**What you need to do**
Nothing but the records, repeated word for word and free of pictures, belongs in the answer.

**Region pointing data**
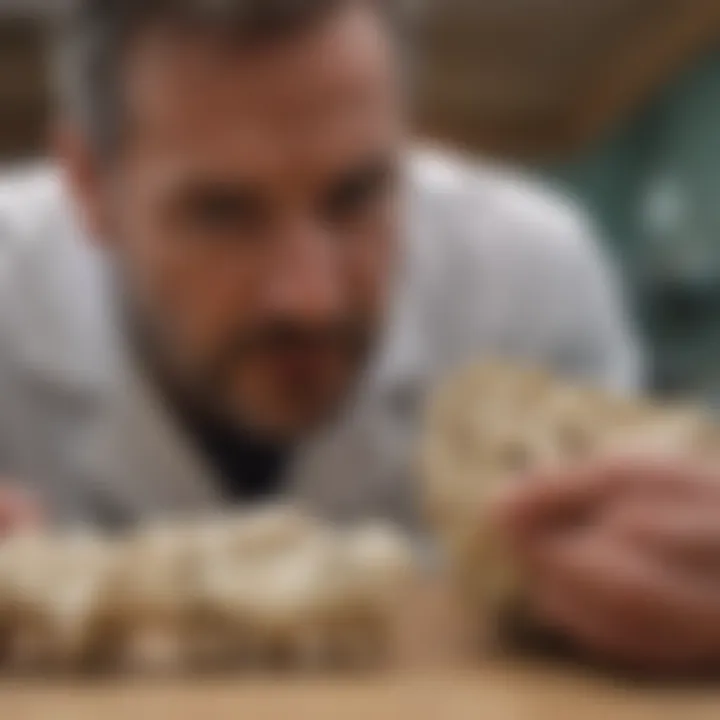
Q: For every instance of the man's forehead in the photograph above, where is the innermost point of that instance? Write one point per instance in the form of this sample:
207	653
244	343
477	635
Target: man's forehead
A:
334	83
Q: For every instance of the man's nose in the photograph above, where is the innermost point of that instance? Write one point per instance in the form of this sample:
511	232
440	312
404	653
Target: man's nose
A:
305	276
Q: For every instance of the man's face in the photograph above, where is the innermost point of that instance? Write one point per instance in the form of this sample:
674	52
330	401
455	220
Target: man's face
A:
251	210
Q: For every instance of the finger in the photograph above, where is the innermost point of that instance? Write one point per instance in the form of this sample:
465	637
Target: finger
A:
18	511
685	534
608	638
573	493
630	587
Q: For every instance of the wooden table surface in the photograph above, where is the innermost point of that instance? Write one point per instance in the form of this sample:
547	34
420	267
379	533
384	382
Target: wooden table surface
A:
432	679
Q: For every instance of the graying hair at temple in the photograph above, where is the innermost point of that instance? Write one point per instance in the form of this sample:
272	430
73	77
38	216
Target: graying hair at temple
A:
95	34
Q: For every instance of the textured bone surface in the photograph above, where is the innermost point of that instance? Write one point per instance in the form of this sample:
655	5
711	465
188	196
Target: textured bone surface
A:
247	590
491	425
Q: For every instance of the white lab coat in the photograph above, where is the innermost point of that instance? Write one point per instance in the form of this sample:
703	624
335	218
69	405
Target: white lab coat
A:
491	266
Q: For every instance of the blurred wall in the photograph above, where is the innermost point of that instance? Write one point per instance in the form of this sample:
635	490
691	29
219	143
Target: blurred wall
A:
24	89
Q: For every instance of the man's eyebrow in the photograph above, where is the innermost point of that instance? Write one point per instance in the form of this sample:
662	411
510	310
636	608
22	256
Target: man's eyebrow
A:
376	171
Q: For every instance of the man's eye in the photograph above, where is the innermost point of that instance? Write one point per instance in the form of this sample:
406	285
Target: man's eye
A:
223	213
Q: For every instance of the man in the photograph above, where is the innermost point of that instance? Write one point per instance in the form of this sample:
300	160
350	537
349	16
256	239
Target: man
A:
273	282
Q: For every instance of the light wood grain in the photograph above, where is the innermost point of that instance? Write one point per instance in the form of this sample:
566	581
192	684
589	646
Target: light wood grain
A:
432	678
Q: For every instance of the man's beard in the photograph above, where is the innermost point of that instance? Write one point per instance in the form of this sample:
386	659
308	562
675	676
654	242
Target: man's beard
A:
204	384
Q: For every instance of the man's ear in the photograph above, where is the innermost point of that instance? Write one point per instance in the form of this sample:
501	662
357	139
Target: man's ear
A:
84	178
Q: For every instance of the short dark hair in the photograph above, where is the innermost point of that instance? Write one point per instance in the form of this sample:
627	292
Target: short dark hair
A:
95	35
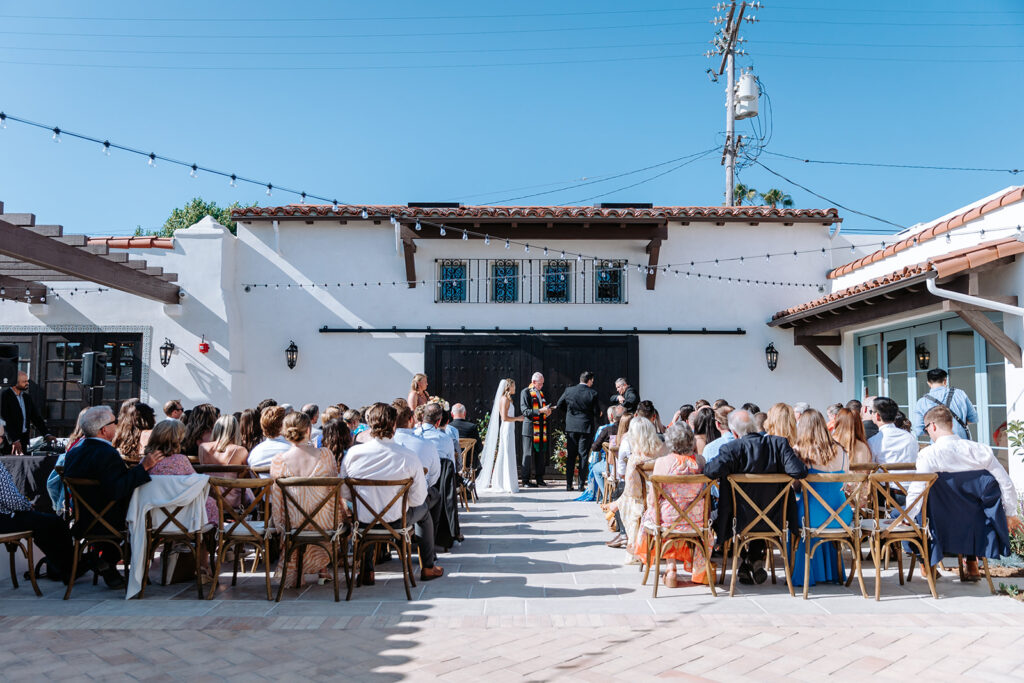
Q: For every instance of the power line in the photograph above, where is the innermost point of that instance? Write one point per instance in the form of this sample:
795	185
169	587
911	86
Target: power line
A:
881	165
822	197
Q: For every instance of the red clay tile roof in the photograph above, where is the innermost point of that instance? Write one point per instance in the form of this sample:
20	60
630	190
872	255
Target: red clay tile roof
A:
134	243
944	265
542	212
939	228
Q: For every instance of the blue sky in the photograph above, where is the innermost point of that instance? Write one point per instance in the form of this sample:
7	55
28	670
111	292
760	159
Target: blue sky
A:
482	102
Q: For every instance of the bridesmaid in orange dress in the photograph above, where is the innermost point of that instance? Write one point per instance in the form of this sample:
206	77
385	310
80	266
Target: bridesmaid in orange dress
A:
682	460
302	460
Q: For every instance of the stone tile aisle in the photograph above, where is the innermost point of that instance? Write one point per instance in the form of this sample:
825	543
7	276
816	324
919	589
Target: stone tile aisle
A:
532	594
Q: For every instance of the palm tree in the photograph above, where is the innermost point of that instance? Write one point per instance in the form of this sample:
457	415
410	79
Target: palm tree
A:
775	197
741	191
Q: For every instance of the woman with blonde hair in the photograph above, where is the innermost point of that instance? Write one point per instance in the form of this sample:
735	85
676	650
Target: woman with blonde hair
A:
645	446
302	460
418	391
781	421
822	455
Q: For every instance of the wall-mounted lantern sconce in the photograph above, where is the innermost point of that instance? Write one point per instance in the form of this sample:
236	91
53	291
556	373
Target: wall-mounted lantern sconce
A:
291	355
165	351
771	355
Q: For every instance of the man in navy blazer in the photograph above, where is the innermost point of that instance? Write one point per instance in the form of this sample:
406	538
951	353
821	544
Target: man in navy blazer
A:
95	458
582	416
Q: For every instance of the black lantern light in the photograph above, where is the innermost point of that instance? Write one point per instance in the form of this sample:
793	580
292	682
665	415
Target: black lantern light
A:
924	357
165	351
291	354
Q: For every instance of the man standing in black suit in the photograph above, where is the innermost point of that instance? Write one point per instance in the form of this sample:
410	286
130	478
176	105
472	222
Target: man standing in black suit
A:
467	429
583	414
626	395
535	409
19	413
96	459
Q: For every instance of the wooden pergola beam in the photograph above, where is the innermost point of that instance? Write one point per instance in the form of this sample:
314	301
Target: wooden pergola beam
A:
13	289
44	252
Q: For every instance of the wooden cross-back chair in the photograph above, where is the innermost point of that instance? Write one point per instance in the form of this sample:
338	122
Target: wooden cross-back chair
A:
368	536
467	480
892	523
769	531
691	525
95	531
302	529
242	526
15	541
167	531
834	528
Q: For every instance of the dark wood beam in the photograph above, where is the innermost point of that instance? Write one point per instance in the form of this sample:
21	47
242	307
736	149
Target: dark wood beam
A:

**Final answer**
Q: For every instance of the man's forehead in the photograph above, where is the innermost point of that instance? Write one point per instance in the form of this sample:
207	653
244	343
477	635
Target: man's forehead
A:
334	83
Q: For every instance of the man's nose in the photograph above, where is the innermost point of that instance? Write one point per instance in the form of this sample:
511	232
440	312
404	653
Target: man's nose
A:
305	276
Q: For every instance of the man's face in the photograph above, where is the innermost point of that instance? Write one point per instance in the form of this sample:
674	52
330	401
455	220
Target: man's face
A:
251	210
Q: For every instance of the finger in the photograph above, where is the innermost point of that instance? Write one point per instance in the form of this sample:
465	637
Target: finger
A:
18	511
685	534
608	638
573	493
630	587
Q: For every instance of the wooden table surface in the photograph above, where is the innermost point of that instance? Write one point per instance in the form of this sample:
547	34
420	267
379	533
384	382
Target: wooden table surface
A:
432	679
Q: For every instance of the graying hair at temple in the photograph above, where is the innermost point of that instance? Write one point per instance in the form of this sample:
272	430
73	77
38	216
Target: graying hair at temple
A:
95	34
Q: For every instance of the textured bone surface in the photograph above, where is the innermost point of that instance? Write one point per instance in the form of this sample:
655	5
711	465
188	196
Target: textured bone surface
A:
247	590
491	425
Q: For every instance of the white lab coat in the photograph above, where is the innermost point of that instance? Write one point per instance in the form of this sample:
703	624
335	218
69	405
Target: white lab coat
A:
491	266
Q: For every instance of the blurred wall in the photograph above, where is the innermost point of that instance? Write one point per instance in the form of this sample:
635	490
691	29
219	143
Target: blurred wall
A:
24	89
Q: For every instance of the man's eyebrow in the photograph above, where is the innermost point of that instance? Write one point per instance in the form of this sample:
662	411
510	310
636	608
22	256
Target: man's eyebrow
A:
376	171
Q: For every instance of the man's eye in the photograph above, where is the innermost point of that instance? Write one point per instance in the form of this sample:
406	285
Target: man's eye
A:
223	213
Q: For every instance of the man in the photograph above, where is the innermost point of that instance? Write one point per instance in the form of this sample:
300	160
350	537
349	16
256	239
Target: man
A:
273	282
Q: For every instance of the light wood grain in the photograph above, where is the innermost point of that instance? Write one point per instance in the form of this sample:
566	581
192	684
589	646
Target: light wood grain
A:
432	678
Q: For every instance of the man's beard in the photograph above, where is the innermost point of that instance? Write one point per instance in the form of this sample:
386	659
308	562
675	676
654	242
Target: man's beard
A:
204	384
Q: For every instance of the man's ear in the photograph above, where is the innermost point of that instance? Write one point per instance in the form of this sample:
501	662
357	139
Target: man's ear
A:
84	178
Q: For every instance of the short dark hair in the photograph above, where is the innermost point of that instance? Write one point per instance in the form of this sample:
627	292
Target: short dark hair
A:
95	35
Q: For every instance of the power line in the photograph above, where is the innermost point of that instance? Write one point per instance in the form of this sample:
795	185
169	587
911	86
Target: power line
A:
881	165
822	197
Q: For every instance of the red clay tile roof in the photograph above, where is the innermost point of that instance? Write one point per instance in the form of this sample:
20	60
630	190
872	255
Target: red clay tile roof
A:
134	243
944	265
542	212
939	228
Q: For every instance of the blue sky in the photograph above, where is the innermost point of that instance? Write one point per instance in the form of this sample:
7	55
28	670
111	292
760	159
Target: blue sky
A:
482	102
Q: For every instance of the bridesmaid in orange dress in the photograph above, where is the innermost point of that instance? Write one point per instance in the form of this sample:
206	77
385	310
80	266
Target: bridesmaid in orange dress
A:
682	460
302	460
Q: For every instance of the stone tile aisle in the photograph above, where is the innermost point of that instance? Write one point per instance in the form of this sample:
825	543
7	276
816	324
919	589
Target: stone tile aisle
A:
532	594
Q: For every instance of the palm tree in the photograph above, where is the innermost point of that instance? Write one point per instance in the form of this sample:
457	415
410	79
Target: palm tree
A:
775	197
741	191
Q: For every instance of the woman with blonde hair in the photograph above, where is the innermost point of that instance? Write one point per instance in the form of this sample:
735	85
676	650
Target: woman with blonde hair
A:
645	446
302	460
418	391
781	421
822	455
Q: For every instance of the wall-mounted lantern sconce in the photograph above, where is the innermost point of that instance? Write one point per instance in the form of this sample:
236	91
53	291
556	373
Target: wall-mounted lantern sconce
A:
291	355
165	351
771	355
Q: For every instance of the man in navy blazer in the photograph above, where is the innermost point of that instance? Write one point per instance in the form of this sample:
406	538
951	353
821	544
Target: man in navy blazer
A:
95	458
582	416
Q: For every instance of the black lantern light in the photograph above, where is the innermost point of that instance? Write one point per instance in the form of this sample:
793	580
292	682
665	415
Target: black lantern light
A:
924	357
165	351
291	354
Q: For every instance of the man standing in black suit in the photograph above, where is the innermost point of that instance? Write one point per instance in the form of this sample:
410	286
130	478
176	105
472	222
Target: man standing in black suit
A:
467	429
583	414
626	395
535	409
19	413
96	459
Q: For every instance of the wooden pergola beam in the photograph above, where is the innermost point of that instance? Write one point per instance in the form of this sample:
314	301
Target: wooden pergola beam
A:
13	289
44	252
Q: For every instance of the wooden cross-back chair in the photograph above, where is the innermost point of that instance? Write one point per instance in the form of this sample:
338	122
Target: wooden cross-back chair
A:
368	536
467	480
892	523
769	531
691	525
95	531
302	529
242	526
15	541
167	531
834	528
Q: For every instance of the dark wood beam in the photograph above, where is the innermost point of that instance? Write one point per instance in the form of this sample:
21	47
242	307
736	149
Target: dark wood beam
A:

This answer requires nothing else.